- Exercise description: Write out every one of the records below character for character, changing nothing.

★ ★ ★ ★

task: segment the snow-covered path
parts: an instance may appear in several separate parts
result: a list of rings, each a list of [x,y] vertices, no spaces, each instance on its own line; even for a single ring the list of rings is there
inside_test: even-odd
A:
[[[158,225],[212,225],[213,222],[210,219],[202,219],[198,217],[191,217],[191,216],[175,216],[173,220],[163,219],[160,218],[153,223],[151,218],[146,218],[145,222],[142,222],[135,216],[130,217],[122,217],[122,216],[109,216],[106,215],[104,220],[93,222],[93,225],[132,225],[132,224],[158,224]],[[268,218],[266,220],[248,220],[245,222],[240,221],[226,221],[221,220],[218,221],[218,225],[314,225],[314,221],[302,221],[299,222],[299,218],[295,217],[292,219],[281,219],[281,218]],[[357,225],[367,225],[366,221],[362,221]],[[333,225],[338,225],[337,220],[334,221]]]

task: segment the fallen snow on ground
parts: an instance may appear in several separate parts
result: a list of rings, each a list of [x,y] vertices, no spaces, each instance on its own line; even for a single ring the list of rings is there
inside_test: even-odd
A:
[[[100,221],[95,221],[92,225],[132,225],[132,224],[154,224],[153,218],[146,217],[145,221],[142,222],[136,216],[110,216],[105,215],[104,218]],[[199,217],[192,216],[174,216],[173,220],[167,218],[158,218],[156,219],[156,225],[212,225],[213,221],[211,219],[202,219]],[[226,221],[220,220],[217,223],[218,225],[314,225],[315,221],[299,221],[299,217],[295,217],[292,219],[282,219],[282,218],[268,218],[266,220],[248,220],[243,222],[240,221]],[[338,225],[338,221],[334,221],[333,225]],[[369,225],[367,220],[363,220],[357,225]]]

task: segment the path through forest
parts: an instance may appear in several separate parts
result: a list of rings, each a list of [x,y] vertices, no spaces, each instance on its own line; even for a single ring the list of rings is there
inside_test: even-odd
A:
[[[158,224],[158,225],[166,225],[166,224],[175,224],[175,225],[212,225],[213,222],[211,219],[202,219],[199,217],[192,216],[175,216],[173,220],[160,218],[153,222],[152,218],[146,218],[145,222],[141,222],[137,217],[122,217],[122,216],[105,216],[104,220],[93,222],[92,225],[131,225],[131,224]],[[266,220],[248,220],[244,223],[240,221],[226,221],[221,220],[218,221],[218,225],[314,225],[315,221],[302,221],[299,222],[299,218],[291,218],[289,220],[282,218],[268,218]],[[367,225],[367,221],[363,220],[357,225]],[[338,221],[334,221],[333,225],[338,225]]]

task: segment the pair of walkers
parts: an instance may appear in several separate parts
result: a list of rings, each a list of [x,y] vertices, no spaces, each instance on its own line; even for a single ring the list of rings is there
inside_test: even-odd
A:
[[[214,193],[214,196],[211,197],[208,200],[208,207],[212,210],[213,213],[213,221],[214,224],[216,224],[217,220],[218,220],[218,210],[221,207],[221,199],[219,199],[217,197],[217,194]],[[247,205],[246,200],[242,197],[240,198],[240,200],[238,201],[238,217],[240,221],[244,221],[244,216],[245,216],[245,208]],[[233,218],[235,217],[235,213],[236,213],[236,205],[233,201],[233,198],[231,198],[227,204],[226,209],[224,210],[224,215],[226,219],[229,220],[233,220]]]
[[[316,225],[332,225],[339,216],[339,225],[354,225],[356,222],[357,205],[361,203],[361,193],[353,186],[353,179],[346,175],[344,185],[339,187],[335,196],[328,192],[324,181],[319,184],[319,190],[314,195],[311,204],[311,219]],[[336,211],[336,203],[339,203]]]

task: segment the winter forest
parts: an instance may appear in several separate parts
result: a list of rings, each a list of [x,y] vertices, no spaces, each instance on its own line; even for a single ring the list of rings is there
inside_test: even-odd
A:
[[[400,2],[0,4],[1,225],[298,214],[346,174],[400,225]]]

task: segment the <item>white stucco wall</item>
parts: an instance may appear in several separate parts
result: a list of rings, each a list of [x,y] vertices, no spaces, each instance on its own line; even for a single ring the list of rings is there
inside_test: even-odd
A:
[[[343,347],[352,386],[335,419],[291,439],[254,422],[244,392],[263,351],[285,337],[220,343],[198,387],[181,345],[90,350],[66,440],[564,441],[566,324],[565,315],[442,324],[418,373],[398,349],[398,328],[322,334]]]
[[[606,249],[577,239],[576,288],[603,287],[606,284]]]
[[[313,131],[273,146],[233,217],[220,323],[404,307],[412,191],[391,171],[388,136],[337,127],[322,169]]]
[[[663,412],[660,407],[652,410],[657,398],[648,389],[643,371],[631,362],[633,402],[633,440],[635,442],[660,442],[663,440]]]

★ ★ ★ ★

- Response to this task:
task: segment the snow-covered path
parts: an instance may appear in several separate parts
result: a list of rings, each a list of [x,y] vertices, no spaces, each instance on its own line; even for a single ring the list of rings is there
inside_test: even-odd
A:
[[[158,225],[212,225],[213,222],[210,219],[202,219],[198,217],[191,217],[191,216],[175,216],[173,220],[163,219],[160,218],[153,223],[151,218],[146,218],[145,222],[142,222],[135,216],[130,217],[122,217],[122,216],[109,216],[106,215],[104,220],[93,222],[93,225],[132,225],[132,224],[158,224]],[[268,218],[266,220],[248,220],[245,222],[240,221],[226,221],[221,220],[218,221],[218,225],[314,225],[314,221],[302,221],[299,222],[299,218],[295,217],[292,219],[281,219],[281,218]],[[357,225],[367,225],[366,221],[362,221]],[[333,225],[338,225],[337,220],[334,221]]]

task: segment the fallen snow on ground
parts: an instance may appear in several separate parts
result: a list of rings, each a list of [x,y] vertices, no spaces, each instance on its own line; even for a single ring the list of rings is there
inside_test: even-odd
A:
[[[100,221],[95,221],[92,225],[132,225],[132,224],[154,224],[153,218],[146,217],[145,221],[142,222],[136,216],[110,216],[105,215],[104,218]],[[199,217],[192,216],[174,216],[173,220],[167,218],[158,218],[156,219],[156,225],[212,225],[213,221],[211,219],[202,219]],[[226,221],[220,220],[217,223],[218,225],[314,225],[315,221],[299,221],[299,217],[295,217],[292,219],[282,219],[282,218],[268,218],[266,220],[248,220],[243,222],[240,221]],[[338,225],[338,221],[334,221],[333,225]],[[369,225],[367,220],[363,220],[357,225]]]

task: segment the path through forest
parts: an instance may appear in several separate parts
result: a list of rings, each a list of [x,y] vertices, no spaces, each instance on its own line; even for a single ring the list of rings is there
inside_test: even-odd
A:
[[[158,224],[158,225],[166,225],[166,224],[175,224],[175,225],[212,225],[213,222],[211,219],[202,219],[199,217],[192,216],[175,216],[173,220],[160,218],[153,222],[152,218],[146,218],[145,222],[141,222],[137,217],[122,217],[122,216],[105,216],[104,220],[93,222],[92,225],[131,225],[131,224]],[[266,220],[248,220],[244,223],[240,221],[226,221],[221,220],[218,221],[218,225],[314,225],[315,221],[302,221],[299,222],[299,218],[291,218],[289,220],[282,218],[268,218]],[[367,225],[367,221],[363,220],[357,225]],[[338,221],[334,221],[333,225],[338,225]]]

task: segment the pair of walkers
parts: an instance may appear in several separate parts
result: a list of rings, each a list of [x,y] vertices, no spaces, each instance on its own line; even for a single ring the list of rings is there
inside_test: even-odd
A:
[[[214,193],[214,196],[211,197],[208,200],[208,207],[212,210],[213,213],[213,221],[214,224],[216,224],[217,220],[218,220],[218,210],[221,207],[221,199],[219,199],[217,197],[217,194]],[[247,205],[246,200],[242,197],[240,198],[240,200],[238,201],[238,217],[240,221],[244,221],[244,216],[245,216],[245,208]],[[233,218],[235,217],[235,213],[236,213],[236,205],[233,201],[233,198],[231,198],[227,204],[226,209],[224,210],[224,215],[226,219],[229,220],[233,220]]]
[[[316,225],[332,225],[339,216],[339,225],[354,225],[356,222],[357,205],[361,203],[361,193],[353,186],[353,179],[346,175],[344,185],[339,187],[335,196],[328,192],[324,181],[319,184],[319,190],[314,195],[311,204],[311,219]],[[336,211],[336,203],[339,203]]]

task: segment the winter forest
parts: an instance may appear in several separate parts
result: a list of rings, each a list of [x,y] vertices, no spaces, each instance on its own line; even for a single ring the list of rings is there
inside_test: even-odd
A:
[[[400,2],[0,4],[1,225],[298,214],[346,174],[400,225]]]

task: segment the <item>white stucco wall</item>
parts: an instance may appear in several separate parts
result: a list of rings, each a list of [x,y] vertices, no spaces, each instance on its own line; even for a single ring the list of rings is there
inside_test: even-odd
A:
[[[343,347],[352,386],[335,419],[291,439],[254,422],[244,392],[263,351],[285,337],[220,343],[198,387],[181,345],[90,350],[66,440],[564,441],[566,324],[565,315],[442,324],[418,373],[398,349],[398,328],[322,334]]]
[[[606,249],[577,239],[576,288],[603,287],[606,284]]]
[[[313,131],[273,146],[233,217],[220,323],[404,307],[412,191],[391,171],[388,136],[337,127],[322,169]]]
[[[663,412],[660,407],[652,410],[657,398],[648,389],[643,371],[631,362],[633,402],[633,440],[635,442],[660,442],[663,440]]]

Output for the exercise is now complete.